— Problem to work on —
Copy the lines exactly, starting at the beginning of the lines and ending with the line that contains "positive clicks: (85, 199)", both ends included, and leave the pictures out of your answer.

— Available records —
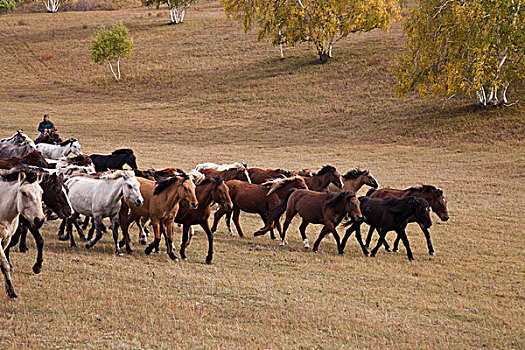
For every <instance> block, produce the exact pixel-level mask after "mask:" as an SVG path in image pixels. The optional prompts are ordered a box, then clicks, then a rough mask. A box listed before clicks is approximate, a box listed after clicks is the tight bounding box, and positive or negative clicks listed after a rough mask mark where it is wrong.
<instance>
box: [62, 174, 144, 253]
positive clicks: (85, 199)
mask: <svg viewBox="0 0 525 350" xmlns="http://www.w3.org/2000/svg"><path fill="white" fill-rule="evenodd" d="M66 186H67V188H68V189H69V200H70V201H71V204H72V206H73V209H74V210H75V212H74V214H73V216H72V217H71V218H70V219H68V221H69V222H70V223H71V222H72V221H74V220H76V219H77V217H78V216H79V214H82V215H87V216H93V219H94V221H95V227H96V230H97V234H96V236H95V237H94V238H93V239H91V240H89V241H88V242H87V243H86V248H91V247H93V246H94V245H95V243H97V242H98V240H100V238H102V232H101V227H100V225H101V223H102V219H103V218H106V217H109V218H110V219H111V230H112V231H113V240H114V242H115V254H116V255H117V256H122V252H121V251H120V247H119V245H118V227H119V224H120V220H119V212H120V207H121V205H120V201H121V199H122V198H126V199H128V200H129V201H130V202H133V204H134V205H136V206H138V207H139V206H141V205H142V203H144V199H143V198H142V195H141V194H140V184H139V182H138V181H137V179H136V178H135V174H134V173H133V171H131V170H129V171H124V170H115V171H110V172H106V173H102V174H97V175H93V176H90V175H77V176H71V177H70V178H69V179H68V180H67V181H66ZM67 235H69V237H70V240H71V246H74V245H75V242H74V240H73V232H72V230H71V224H68V232H67Z"/></svg>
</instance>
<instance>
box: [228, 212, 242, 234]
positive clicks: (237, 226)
mask: <svg viewBox="0 0 525 350" xmlns="http://www.w3.org/2000/svg"><path fill="white" fill-rule="evenodd" d="M240 214H241V209H240V208H239V207H237V206H234V207H233V223H234V224H235V228H237V232H238V233H239V236H240V237H244V232H242V228H241V224H240V223H239V215H240ZM230 230H231V229H230Z"/></svg>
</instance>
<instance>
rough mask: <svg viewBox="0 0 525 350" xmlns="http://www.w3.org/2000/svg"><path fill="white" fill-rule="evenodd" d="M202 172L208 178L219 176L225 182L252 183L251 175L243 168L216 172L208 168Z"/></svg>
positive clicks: (216, 170)
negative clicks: (228, 180)
mask: <svg viewBox="0 0 525 350" xmlns="http://www.w3.org/2000/svg"><path fill="white" fill-rule="evenodd" d="M200 172H201V173H203V174H204V176H206V177H214V176H219V177H221V178H223V179H224V181H228V180H241V181H246V182H248V183H252V180H251V179H250V174H248V170H247V169H246V168H245V167H243V166H238V167H235V168H232V169H227V170H215V169H209V168H208V169H201V170H200Z"/></svg>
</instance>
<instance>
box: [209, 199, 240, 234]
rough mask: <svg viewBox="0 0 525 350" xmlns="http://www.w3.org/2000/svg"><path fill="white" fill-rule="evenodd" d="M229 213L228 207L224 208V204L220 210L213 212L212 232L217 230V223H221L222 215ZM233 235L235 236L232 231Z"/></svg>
mask: <svg viewBox="0 0 525 350" xmlns="http://www.w3.org/2000/svg"><path fill="white" fill-rule="evenodd" d="M226 213H227V210H226V208H224V207H223V206H222V205H221V206H220V207H219V210H217V211H216V212H215V214H213V225H212V226H211V232H215V231H217V225H218V224H219V221H220V220H221V218H222V216H223V215H224V214H226ZM230 235H231V236H235V234H234V233H233V232H232V231H230Z"/></svg>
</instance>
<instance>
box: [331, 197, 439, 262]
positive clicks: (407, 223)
mask: <svg viewBox="0 0 525 350" xmlns="http://www.w3.org/2000/svg"><path fill="white" fill-rule="evenodd" d="M359 201H360V202H361V210H362V211H363V213H364V218H365V222H366V223H367V224H368V225H370V226H371V227H375V228H377V231H378V233H379V241H378V242H377V245H376V247H375V248H374V249H373V250H372V253H371V256H375V255H376V253H377V250H378V249H379V247H380V246H381V245H382V244H383V242H384V241H385V236H386V234H387V232H389V231H396V233H397V234H398V236H399V237H401V239H402V240H403V244H404V245H405V248H406V250H407V256H408V259H409V260H414V257H413V256H412V250H410V245H409V243H408V238H407V236H406V233H405V228H406V226H407V224H408V222H409V220H411V218H415V221H417V222H420V223H421V224H422V225H423V226H424V227H425V228H427V229H428V228H429V227H430V226H432V220H430V208H429V204H428V202H427V201H426V200H425V199H423V198H416V197H412V196H410V197H404V198H394V197H387V198H370V197H359ZM347 225H350V223H348V224H347ZM360 226H361V223H358V222H354V223H352V226H351V227H350V228H349V229H348V230H346V234H345V237H344V238H343V241H342V243H341V245H342V248H343V249H344V247H345V245H346V241H347V240H348V238H349V237H350V235H351V234H352V232H353V231H356V236H360V233H359V231H360ZM359 243H361V242H359ZM365 249H366V248H365ZM363 252H364V253H365V254H367V251H365V250H363Z"/></svg>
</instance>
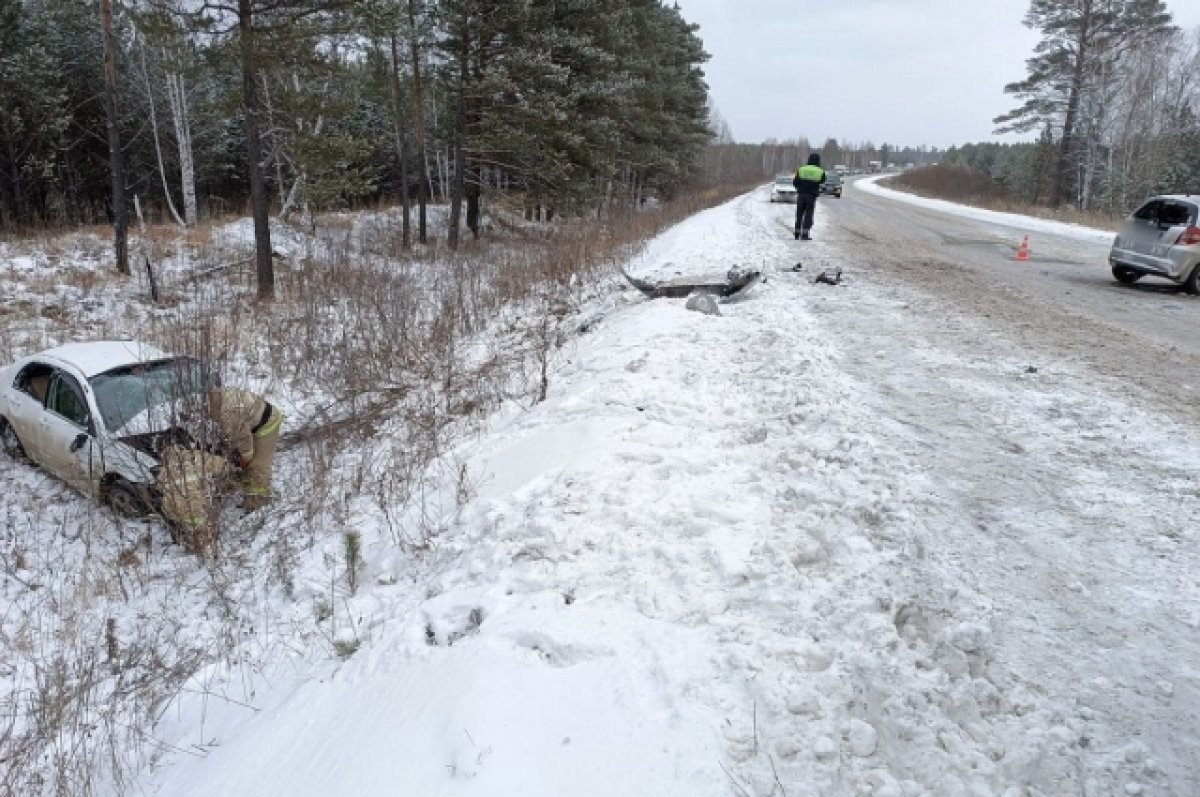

— Exercise result —
For every <instance> block, produce the exact pixel-level mask after "mask:" as an SVG path in image pixels. The optional prompts are ordered a box, then clicks, then a rough mask. A box listed before clicks is approximate, a box listed after clicks is the tight bounding box, and positive or negative clicks listed after a rough mask mark where it is wrong.
<instance>
box: [62, 174, 144, 253]
positive clicks: (85, 199)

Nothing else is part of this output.